#### Document passage ####

Slow down the link/network

You can modify the bandwidth by declaring the necessary value in the ns file. The detail tutorial about the syntax can be found at https://wiki.emulab.net/wiki/Emulab/wiki/nscommands If you need to modify the bandwidth on the fly, then you can use the menu in the Emulab project called Modify Traffic Shaping. After entering the needed bandwidth value, you should check the save and then click the execute button.

Using TEVC

Actually there are some other ways to do this as I mention in the section above. However the previous method seems less effective than this one. In this technique, we are using tevc. The detail about tevc and the delay syntax can be seen at https://wiki.emulab.net/wiki/DelayImplementation, https://wiki.emulab.net/wiki/Emulab/wiki/AdvancedExample, and https://www.emulab.net/tutorial/mobilewireless.php3. These are the steps:

  • Establish a ssh connection to any node in the cluster
  • /usr/testbed/bin/tevc -e proj/exp SYNTAX
  • the reboot should not be needed, but I got an advise to do so
  • Reboot can also be trigerred from the tevc
  • Finally, check the link's bandwidth using iperf whether it is modified as we want

BTW. From the user perspective, links and LANs can be shaped "statically" by specifying their characteristics once in the NS file, or dynamically by sending "shaping events" via a web page, client GUI, of the command line tool "tevc." source: https://wiki.emulab.net/wiki/Emulab/wiki/DelayImplementation

In both the simple-static and simple-dynamic models, tevc commands are used to assign characteristics to the various per-pair pipes created above. In the static case, this is done only at boot time. In the dynamic case, it is done periodically throughout the lifetime of the experiment. To accomplish this, the tevc MODIFY event is augmented with an additional DEST parameter. The DEST parameter is used to identify a specific node pair pipe (the source is implied by the link object targeted by the tevc command). If the DEST parameter is not given, then the modification is applied to the "default" pipe (i.e., the normal shaping behavior). For example:

/usr/testbed/bin/tevc -e cs331-uc/TestSpark now cloud-n4 MODIFY BANDWIDTH=10000
tevc -e pid/eid now cloud-n4 MODIFY BANDWIDTH=1000 DELAY=10

Assuming 10.0.0.2 is "n2" in the diagram above, this would change n1's "to n2 pipe" to shape the bandwidth, and change n1's "from n2 pipe" to handle the delay. If a more "balanced" shaping is desired, half of each characteristic could be applied to both sides via:

tevc -e pid/eid now cloud-n1 MODIFY DEST=10.0.0.2 BANDWIDTH=1000 DELAY=5
tevc -e pid/eid now cloud-n2 MODIFY DEST=10.0.0.1 BANDWIDTH=1000 DELAY=5

Using tc Instead of tevc

source: http://lartc.org/howto/lartc.qdisc.classful.html

set ns [new Simulator]
source tb_compat.tcl

# set num nodes
set maxnodes 3

# to create LAN
set lanstr ""

#### Supplied information ####

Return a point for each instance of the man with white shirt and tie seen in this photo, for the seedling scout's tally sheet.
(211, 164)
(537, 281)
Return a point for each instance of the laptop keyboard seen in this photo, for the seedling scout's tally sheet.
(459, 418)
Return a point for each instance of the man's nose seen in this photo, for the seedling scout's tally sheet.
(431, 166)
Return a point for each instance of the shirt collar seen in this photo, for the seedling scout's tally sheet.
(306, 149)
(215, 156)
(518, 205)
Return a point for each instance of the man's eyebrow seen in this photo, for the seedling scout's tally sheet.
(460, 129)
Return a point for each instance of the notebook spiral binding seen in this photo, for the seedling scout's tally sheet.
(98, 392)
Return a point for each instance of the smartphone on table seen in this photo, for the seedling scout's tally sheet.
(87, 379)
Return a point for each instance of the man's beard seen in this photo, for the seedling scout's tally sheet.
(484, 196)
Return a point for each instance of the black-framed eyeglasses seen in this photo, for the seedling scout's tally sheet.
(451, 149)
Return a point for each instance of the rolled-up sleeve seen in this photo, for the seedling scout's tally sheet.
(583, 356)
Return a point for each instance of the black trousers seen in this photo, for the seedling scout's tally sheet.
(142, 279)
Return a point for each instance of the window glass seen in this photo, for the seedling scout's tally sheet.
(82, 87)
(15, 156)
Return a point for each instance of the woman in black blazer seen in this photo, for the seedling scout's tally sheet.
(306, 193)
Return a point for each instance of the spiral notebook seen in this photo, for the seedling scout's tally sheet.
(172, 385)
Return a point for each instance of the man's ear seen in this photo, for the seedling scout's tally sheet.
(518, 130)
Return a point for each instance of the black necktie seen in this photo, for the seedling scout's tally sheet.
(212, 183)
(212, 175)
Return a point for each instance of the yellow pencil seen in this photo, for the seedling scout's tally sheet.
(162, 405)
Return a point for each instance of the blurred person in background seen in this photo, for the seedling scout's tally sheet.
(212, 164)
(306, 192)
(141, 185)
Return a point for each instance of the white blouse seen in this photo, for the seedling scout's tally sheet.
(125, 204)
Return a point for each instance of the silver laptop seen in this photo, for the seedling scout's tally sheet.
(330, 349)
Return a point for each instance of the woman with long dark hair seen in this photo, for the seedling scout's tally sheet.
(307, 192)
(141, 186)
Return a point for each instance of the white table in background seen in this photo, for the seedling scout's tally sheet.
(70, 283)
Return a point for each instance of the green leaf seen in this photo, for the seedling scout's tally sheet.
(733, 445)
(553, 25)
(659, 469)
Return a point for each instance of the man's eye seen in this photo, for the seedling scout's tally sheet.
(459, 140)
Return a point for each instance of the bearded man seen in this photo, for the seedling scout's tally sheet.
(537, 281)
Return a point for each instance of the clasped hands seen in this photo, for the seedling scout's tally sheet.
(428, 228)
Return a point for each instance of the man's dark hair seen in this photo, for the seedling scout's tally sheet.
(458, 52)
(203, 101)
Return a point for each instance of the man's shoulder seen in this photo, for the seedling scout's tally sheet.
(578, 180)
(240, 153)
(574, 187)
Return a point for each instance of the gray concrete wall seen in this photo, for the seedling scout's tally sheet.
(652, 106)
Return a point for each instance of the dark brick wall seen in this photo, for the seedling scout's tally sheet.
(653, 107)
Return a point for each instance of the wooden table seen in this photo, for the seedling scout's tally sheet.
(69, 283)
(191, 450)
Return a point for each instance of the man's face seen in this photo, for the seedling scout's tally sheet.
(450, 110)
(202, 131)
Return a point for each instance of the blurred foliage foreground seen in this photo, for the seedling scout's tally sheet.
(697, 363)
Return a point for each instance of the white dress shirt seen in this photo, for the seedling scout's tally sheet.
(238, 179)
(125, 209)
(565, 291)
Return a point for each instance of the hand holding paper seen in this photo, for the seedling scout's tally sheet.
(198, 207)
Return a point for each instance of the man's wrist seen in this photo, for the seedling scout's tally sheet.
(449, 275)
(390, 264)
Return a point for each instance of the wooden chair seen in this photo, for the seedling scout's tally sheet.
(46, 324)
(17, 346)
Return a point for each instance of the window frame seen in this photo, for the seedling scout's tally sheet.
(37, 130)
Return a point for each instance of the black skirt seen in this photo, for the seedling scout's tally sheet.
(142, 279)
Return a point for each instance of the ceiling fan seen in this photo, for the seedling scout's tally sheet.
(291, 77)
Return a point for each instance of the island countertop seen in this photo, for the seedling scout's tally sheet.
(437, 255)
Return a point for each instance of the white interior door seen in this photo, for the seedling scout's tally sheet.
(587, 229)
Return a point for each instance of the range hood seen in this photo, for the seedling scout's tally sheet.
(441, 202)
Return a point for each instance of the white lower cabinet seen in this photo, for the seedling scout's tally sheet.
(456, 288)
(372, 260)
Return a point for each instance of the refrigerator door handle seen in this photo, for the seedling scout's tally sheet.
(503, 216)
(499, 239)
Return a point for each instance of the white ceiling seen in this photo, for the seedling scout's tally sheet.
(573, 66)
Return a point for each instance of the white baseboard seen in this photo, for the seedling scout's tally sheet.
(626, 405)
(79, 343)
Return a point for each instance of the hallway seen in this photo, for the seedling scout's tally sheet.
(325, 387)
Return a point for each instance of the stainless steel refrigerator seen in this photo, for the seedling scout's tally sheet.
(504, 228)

####

_What this task involves_
Please continue the Emulab link-shaping notes from the point where they stop.

_Response_
# Create LAN including node from 1 to N
for { set i 1 } { $i <= $maxnodes } { incr i } {
set node($i) [$ns node]
append lanstr "$node($i) "
tb-set-node-os $node($i) UBUNTU14-64-STD-DAN
tb-set-hardware $node($i) d710
}

# set lan here
set lan0 [$ns make-lan "$lanstr" 1000Mb 0ms]

# enable this to get rid of the delay node, as stated by emulab this
# the delay will be implemented using tc on linux (https://wiki.emulab.net/Emulab/wiki/linkdelays)

tb-set-endnodeshaping $lan0 1

# manually shape bandwidth of this node using its delay node
tb-set-node-lan-bandwidth $node(2) $lan0 101Mb

$ns rtproto Static
$ns run

###The famous CBQ qdisc (Doesn't work)

As said before, CBQ is the most complex qdisc available, the most hyped, the least understood, and probably the trickiest one to get right. This is not because the authors are evil or incompetent, far from it, it's just that the CBQ algorithm isn't all that precise and doesn't really match the way Linux works.

Besides being classful, CBQ is also a shaper and it is in that aspect that it really doesn't work very well. It should work like this. If you try to shape a 10mbit/s connection to 1mbit/s, the link should be idle 90% of the time. If it isn't, we need to throttle so that it IS idle 90% of the time.

This is pretty hard to measure, so CBQ instead derives the idle time from the number of microseconds that elapse between requests from the hardware layer for more data. Combined, this can be used to approximate how full or empty the link is.

This is rather tortuous and doesn't always arrive at proper results. For example, what if the actual link speed of an interface that is not really able to transmit the full 100mbit/s of data, perhaps because of a badly implemented driver? A PCMCIA network card will also never achieve 100mbit/s because of the way the bus is designed - again, how do we calculate the idle time?

It gets even worse if we consider not-quite-real network devices like PPP over Ethernet or PPTP over TCP/IP. The effective bandwidth in that case is probably determined by the efficiency of pipes to userspace - which is huge.

People who have done measurements discover that CBQ is not always very accurate and sometimes completely misses the mark.

In many circumstances however it works well. With the documentation provided here, you should be able to configure it to work well in most cases.

Hierarchical Token Bucket (Almost work properly)

Martin Devera () rightly realised that CBQ is complex and does not seem optimized for many typical situations. His Hierarchical approach is well suited for setups where you have a fixed amount of bandwidth which you want to divide for different purposes, giving each purpose a guaranteed bandwidth, with the possibility of specifying how much bandwidth can be borrowed.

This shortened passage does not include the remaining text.